## Tuesday, March 3, 2015

### Geometry Problem 1092. Equilateral Triangle, Square, Circle, Tangent, 90 Degree, Sangaku

Geometry Problem. Post your solution in the comment box below.
Level: Mathematics Education, High School, Honors Geometry, College.

Click the diagram below to enlarge it. #### 5 comments:

1. Observe that ΔABC is a 30°-60°-90° triangle, and so are ΔAHB, ΔHBD, ΔHMD.
Also observe that HBDM is a kite.

Let BN⊥AC at N which is the mid-point of GE.
Let EP⊥BC at P which is the mid-point of DF.

Let AG=a.
Then
AB = AH + HB = 2 AG + GH = (2+√3)a
BC = 2 ED + DM = 3 AG + 2 GH = (3+2√3)a
AE = AG + GH = (1+√3)a

Hence, AE = BC − AB

2. Join the collinear points H, O, D.
The three 60-30-90 Right Triangles AHG, HDB, HDM are congruent to one another.
Let each side of the equilateral triangle be "a" and each side of the square be "b".
So BD = DM = a - b. Also HB = HM = b, AH = 2AG = 2BD = 2DM = 2a - 2b.
Follows AB = AH + HB = (2a - 2b) + b = 2a - b, AE = AG + GE = (a - b) + b = a
while BC - AB = (BD + DC) - AB = [(a - b) + 2a] - [2a - b] = a.

--

* TO BE DONE *
- a) According to the first comment in the geometry thread, what kind of quadrilateral is HBDM?
- b) Copy the part of the geometry thread that starts at "Level: Mathematics Education, High" and ends after "mid-point of GE.".

--

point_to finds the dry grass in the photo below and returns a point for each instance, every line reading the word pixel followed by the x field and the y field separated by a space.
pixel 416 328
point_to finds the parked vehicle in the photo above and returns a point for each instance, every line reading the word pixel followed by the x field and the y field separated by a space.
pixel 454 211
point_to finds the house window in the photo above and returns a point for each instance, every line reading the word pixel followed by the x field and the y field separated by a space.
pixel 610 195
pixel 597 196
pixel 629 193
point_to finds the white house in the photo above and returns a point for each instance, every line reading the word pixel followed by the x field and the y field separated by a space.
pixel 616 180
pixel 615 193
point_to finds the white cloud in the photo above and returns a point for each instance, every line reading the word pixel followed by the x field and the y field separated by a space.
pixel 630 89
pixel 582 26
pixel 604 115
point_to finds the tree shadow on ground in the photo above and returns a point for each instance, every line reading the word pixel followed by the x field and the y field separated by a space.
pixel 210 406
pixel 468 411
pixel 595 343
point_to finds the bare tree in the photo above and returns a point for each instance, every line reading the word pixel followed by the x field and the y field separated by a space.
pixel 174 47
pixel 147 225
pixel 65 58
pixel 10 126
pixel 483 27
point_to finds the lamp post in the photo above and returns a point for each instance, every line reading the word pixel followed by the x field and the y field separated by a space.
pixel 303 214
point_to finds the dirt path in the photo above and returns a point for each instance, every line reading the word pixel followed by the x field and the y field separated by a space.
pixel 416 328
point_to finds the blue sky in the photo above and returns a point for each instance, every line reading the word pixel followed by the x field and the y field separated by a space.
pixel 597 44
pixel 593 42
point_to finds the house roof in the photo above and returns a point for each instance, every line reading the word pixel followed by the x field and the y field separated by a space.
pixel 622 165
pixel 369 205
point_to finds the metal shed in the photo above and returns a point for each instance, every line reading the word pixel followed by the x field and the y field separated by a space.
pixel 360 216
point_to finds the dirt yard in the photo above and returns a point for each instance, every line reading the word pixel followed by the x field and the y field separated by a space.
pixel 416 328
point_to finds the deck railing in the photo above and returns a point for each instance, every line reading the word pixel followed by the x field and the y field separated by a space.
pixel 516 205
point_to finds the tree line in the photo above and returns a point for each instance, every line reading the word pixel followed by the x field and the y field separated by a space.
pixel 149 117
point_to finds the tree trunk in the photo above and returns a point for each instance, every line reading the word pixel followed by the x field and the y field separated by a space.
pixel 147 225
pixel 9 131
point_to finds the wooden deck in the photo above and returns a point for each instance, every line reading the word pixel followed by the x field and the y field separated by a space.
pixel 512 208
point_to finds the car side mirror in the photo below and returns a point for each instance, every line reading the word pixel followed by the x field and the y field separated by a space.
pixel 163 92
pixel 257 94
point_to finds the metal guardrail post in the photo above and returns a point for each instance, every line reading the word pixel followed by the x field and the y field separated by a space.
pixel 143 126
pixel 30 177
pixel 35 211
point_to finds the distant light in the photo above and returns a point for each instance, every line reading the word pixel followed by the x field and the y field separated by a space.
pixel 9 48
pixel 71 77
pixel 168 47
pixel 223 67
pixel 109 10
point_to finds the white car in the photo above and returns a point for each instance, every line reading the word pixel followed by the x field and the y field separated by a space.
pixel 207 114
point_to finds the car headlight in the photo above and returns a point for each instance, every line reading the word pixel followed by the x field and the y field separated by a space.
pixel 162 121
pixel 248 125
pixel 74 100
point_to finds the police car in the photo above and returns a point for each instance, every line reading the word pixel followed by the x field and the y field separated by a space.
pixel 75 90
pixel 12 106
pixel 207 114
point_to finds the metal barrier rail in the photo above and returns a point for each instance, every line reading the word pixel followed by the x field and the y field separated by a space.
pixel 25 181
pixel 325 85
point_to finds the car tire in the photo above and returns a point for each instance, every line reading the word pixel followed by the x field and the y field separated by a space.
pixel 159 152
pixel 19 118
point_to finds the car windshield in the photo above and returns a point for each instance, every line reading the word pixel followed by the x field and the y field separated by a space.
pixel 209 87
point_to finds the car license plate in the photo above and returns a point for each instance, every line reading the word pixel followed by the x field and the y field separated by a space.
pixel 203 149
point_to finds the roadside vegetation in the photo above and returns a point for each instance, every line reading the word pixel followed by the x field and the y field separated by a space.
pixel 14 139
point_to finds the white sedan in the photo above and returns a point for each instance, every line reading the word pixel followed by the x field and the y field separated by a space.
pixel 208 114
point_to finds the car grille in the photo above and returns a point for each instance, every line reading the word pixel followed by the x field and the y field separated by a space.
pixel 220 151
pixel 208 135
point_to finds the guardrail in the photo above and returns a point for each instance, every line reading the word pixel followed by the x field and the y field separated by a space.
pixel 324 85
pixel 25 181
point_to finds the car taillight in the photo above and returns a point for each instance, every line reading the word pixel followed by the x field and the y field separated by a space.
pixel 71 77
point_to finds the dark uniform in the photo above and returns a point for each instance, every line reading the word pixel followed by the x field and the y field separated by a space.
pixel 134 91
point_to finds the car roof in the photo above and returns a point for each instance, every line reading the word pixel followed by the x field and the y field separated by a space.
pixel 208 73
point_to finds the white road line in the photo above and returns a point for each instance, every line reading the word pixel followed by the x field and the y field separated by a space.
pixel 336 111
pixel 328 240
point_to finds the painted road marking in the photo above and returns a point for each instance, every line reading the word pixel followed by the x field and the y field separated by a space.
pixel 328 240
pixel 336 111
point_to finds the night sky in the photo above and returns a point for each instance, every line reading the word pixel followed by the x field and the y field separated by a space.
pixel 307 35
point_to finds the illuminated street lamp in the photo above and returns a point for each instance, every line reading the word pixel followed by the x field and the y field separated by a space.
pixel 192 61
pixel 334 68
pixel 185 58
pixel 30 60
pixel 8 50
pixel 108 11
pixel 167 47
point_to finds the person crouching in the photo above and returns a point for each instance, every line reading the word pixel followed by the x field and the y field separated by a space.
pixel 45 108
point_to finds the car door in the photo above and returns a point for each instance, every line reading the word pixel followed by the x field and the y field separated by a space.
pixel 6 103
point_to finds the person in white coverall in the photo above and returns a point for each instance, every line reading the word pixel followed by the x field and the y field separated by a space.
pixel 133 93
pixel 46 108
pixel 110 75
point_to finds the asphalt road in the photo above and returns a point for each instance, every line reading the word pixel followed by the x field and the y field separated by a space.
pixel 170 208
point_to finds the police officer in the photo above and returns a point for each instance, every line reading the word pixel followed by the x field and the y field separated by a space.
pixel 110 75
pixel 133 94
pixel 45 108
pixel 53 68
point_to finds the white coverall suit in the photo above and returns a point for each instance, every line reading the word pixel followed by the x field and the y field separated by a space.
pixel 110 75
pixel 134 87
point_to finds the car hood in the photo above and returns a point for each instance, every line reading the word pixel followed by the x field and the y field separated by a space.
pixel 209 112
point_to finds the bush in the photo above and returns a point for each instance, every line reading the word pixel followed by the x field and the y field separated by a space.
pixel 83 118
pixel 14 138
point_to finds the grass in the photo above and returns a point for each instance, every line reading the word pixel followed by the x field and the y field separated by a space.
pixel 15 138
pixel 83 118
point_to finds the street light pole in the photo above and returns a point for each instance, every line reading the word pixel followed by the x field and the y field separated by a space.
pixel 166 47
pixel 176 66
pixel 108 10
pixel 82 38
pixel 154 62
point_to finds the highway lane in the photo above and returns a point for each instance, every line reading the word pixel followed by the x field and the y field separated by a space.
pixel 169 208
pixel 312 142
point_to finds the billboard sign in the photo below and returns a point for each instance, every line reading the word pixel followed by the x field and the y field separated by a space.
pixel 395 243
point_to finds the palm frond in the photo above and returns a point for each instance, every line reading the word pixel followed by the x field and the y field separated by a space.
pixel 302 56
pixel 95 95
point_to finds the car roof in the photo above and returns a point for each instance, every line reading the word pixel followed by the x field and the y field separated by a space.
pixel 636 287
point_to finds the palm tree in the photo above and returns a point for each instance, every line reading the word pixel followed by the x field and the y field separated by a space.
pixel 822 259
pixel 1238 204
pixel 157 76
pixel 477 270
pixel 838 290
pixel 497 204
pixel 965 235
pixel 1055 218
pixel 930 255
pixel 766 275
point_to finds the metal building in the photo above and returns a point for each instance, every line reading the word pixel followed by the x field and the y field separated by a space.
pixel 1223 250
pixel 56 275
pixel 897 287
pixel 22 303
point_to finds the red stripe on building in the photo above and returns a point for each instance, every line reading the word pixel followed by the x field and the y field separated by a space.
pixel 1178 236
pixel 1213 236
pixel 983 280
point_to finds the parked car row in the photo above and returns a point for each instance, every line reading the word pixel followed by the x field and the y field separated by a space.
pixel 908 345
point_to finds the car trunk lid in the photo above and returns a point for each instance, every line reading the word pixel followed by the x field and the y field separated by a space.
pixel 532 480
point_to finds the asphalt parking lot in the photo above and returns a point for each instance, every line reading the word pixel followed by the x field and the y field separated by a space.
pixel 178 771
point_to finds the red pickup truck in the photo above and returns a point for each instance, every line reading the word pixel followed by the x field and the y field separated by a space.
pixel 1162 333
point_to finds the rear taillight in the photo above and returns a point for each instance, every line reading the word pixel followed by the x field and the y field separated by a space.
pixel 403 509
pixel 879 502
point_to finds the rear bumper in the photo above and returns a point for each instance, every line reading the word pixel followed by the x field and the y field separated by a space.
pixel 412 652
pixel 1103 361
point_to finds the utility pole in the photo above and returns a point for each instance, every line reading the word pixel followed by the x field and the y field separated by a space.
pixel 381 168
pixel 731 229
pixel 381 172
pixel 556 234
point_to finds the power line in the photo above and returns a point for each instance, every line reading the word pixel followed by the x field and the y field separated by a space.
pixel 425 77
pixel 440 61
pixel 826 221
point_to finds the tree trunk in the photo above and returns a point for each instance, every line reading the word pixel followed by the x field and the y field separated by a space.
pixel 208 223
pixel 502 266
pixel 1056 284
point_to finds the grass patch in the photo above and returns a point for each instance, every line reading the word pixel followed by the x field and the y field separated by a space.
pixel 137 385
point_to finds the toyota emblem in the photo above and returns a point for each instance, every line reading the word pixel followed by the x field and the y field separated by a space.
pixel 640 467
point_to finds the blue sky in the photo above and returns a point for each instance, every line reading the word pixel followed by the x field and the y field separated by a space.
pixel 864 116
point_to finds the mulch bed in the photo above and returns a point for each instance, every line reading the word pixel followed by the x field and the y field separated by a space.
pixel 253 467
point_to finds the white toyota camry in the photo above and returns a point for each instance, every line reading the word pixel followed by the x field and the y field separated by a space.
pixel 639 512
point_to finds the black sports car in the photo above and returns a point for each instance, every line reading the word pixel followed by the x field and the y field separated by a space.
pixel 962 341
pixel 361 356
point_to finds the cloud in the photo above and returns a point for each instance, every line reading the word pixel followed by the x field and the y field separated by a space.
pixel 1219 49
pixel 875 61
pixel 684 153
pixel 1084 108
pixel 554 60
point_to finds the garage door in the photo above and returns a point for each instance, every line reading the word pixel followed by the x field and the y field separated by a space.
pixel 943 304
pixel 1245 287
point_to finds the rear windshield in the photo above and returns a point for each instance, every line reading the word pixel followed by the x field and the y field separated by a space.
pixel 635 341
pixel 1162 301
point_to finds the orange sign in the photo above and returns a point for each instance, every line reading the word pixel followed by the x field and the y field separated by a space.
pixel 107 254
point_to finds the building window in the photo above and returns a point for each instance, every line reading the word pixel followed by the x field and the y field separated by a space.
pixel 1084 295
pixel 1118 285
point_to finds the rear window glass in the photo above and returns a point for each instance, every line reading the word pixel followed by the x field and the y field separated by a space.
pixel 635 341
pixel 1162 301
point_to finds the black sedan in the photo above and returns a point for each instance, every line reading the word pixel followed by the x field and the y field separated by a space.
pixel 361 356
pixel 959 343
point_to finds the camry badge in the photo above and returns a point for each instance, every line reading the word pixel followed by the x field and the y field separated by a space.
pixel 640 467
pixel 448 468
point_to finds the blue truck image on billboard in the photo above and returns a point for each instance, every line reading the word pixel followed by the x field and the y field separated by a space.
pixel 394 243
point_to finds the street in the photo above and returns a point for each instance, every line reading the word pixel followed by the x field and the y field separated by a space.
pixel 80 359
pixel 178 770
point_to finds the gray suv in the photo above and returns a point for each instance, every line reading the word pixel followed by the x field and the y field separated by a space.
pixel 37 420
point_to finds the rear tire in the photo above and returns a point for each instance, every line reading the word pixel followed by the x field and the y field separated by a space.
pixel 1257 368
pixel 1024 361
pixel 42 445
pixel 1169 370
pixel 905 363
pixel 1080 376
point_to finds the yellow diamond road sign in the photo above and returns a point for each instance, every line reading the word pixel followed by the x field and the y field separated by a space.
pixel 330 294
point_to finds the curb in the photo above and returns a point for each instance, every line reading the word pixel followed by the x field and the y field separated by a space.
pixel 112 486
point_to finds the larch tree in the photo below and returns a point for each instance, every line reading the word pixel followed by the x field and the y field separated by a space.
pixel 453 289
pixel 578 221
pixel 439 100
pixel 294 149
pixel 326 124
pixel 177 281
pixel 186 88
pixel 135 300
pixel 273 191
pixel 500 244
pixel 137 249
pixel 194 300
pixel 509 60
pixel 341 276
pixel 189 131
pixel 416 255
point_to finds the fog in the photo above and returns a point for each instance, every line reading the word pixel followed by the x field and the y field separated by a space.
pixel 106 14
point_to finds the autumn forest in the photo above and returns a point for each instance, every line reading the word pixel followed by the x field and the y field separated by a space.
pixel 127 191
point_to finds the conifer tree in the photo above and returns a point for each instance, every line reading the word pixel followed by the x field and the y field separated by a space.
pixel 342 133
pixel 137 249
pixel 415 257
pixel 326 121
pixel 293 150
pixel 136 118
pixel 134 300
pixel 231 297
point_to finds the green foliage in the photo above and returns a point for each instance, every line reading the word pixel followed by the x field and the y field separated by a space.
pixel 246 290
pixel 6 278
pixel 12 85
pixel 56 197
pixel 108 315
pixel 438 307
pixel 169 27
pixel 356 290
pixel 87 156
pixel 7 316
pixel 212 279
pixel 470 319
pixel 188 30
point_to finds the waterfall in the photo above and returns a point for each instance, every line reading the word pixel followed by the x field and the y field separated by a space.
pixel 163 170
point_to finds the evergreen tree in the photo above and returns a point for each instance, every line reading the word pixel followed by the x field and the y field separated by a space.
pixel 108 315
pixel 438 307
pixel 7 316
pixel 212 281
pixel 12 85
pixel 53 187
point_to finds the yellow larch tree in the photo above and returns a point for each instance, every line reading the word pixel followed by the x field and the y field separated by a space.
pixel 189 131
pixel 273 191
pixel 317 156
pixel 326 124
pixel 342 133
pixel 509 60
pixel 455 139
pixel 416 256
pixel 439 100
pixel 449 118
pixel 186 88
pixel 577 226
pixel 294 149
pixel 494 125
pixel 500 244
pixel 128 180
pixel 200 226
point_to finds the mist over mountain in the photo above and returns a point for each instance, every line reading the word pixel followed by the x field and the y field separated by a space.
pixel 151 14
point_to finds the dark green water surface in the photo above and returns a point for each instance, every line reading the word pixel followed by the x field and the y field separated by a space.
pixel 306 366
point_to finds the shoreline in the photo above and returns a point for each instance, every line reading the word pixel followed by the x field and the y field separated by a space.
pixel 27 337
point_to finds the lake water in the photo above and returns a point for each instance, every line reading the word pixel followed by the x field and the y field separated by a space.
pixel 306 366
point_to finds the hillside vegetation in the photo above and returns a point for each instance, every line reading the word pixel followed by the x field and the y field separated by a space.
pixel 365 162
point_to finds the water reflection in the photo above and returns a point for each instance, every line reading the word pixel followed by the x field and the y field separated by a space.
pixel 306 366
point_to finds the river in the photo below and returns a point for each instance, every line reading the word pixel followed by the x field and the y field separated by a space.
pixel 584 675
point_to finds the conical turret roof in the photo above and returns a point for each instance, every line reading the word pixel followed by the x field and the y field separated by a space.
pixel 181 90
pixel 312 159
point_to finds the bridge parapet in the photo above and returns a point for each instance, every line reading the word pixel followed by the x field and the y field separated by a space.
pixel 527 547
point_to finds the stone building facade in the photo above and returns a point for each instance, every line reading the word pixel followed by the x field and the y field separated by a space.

--

* SOLUTIONS *
- a) A kite.

- b)
Level: Mathematics Education, High School, Honors Geometry, College.

Click the diagram below to enlarge it. #### 5 comments:

1. Observe that ΔABC is a 30°-60°-90° triangle, and so are ΔAHB, ΔHBD, ΔHMD.
Also observe that HBDM is a kite.

Let BN⊥AC at N which is the mid-point of GE.